-- Document extract --
▬▬▬
Our findings have the potential to improve clinical assessments, but 2 limitations need to be considered. First, the IKDC-8 responses were derived from the original IKDC instrument. Responses from an existing IKDC data set were analyzed and modified under the guidelines of the RMM. These results should be interpreted cautiously until the IKDC-8 can be administered and analyzed in an independent sample. As with any instrument, greater precision will come with using the proposed IKDC-8 among a broader range of participants and a variety of populations extending beyond individuals with primary, unilateral ACLR. Allowing participants to use the newly proposed rating categories could lead to future refinement or change. Although all the steps undertaken in the development of the IKDC-8 followed well-established guidelines,22,36 future investigators who use the IKDC-8 in the proposed format will provide greater information on the reliability and clinical utility of the IKDC-8. The second limitation pertains to the cross-sectional nature of studying the same cohort for the exploratory ROC and correlational analyses. The statistical methods we used to compare the results produced by the respective instruments took into account the commonalities in the standard errors introduced by the same sample. Even with that consideration, researchers examining separate cohorts can work toward a more confirmatory analysis.
Application of the RMM led to the proposal of a reduced-item instrument of subjective knee function, namely the IKDC-8. The IKDC-8 exhibited superior rating scale performance (greater clarity in meaning of response categories and elimination of items with confounding meanings), dimensionality (better understanding of knee function with fewer items and a single construct of knee function), and item fit (increased precision in item difficulty), as well as noninferior reliability statistics and the ability to differentiate participants relative to the IKDC. The reduction in the number of response items of the IKDC-8 may minimize administration time, improve the interpretation of the resulting score by permitting analysis of response patterns, and enhance scale functioning by clarifying response categories. These changes reflected in the IKDC-8 did not appear to diminish the instrument's ability to classify participants with ACLR versus control participants and did not change existing relationships with objective measures of recovery. Implementation of the IKDC-8 may be useful to further clarify patient recovery along a continuum of lower to higher levels of knee function after ACLR.
We thank the American Orthopaedic Society for Sports Medicine for permitting the use of the International Knee Documentation Committee Subjective Knee Evaluation Form.
▬▬▬
-- Record excerpts --

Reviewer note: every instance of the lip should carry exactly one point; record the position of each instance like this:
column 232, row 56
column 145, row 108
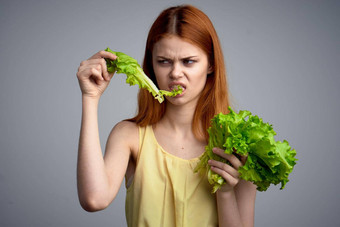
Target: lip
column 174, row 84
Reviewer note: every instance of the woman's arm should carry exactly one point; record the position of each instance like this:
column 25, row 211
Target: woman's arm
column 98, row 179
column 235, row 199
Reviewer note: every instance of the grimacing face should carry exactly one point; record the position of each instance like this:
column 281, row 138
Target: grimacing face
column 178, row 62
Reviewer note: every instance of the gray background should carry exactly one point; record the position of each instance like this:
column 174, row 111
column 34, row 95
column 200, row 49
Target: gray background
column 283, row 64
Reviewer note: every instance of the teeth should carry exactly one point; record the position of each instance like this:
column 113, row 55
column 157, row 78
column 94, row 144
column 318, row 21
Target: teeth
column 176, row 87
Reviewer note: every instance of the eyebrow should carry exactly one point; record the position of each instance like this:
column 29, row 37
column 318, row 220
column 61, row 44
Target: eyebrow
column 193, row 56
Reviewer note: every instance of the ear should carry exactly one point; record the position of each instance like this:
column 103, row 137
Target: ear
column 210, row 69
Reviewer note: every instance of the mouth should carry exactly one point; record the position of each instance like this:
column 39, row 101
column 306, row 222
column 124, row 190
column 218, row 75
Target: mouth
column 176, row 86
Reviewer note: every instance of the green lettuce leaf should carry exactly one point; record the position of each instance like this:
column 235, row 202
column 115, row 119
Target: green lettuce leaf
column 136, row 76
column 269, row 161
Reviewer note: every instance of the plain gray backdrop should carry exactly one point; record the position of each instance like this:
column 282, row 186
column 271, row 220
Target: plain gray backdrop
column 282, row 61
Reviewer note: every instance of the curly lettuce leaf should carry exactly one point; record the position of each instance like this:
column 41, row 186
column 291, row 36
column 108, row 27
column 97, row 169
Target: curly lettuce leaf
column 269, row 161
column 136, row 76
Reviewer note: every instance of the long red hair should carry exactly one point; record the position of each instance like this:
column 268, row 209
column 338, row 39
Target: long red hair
▬▬▬
-- Work to complete --
1 – In the passage on the IKDC-8, which organization permitted use of the International Knee Documentation Committee Subjective Knee Evaluation Form?
2 – Please transcribe the passage on the IKDC-8 between "We thank the" and "Knee Evaluation Form.", inclusive.

-- Results by task --
1 – The American Orthopaedic Society for Sports Medicine.

2 –
We thank the American Orthopaedic Society for Sports Medicine for permitting the use of the International Knee Documentation Committee Subjective Knee Evaluation Form.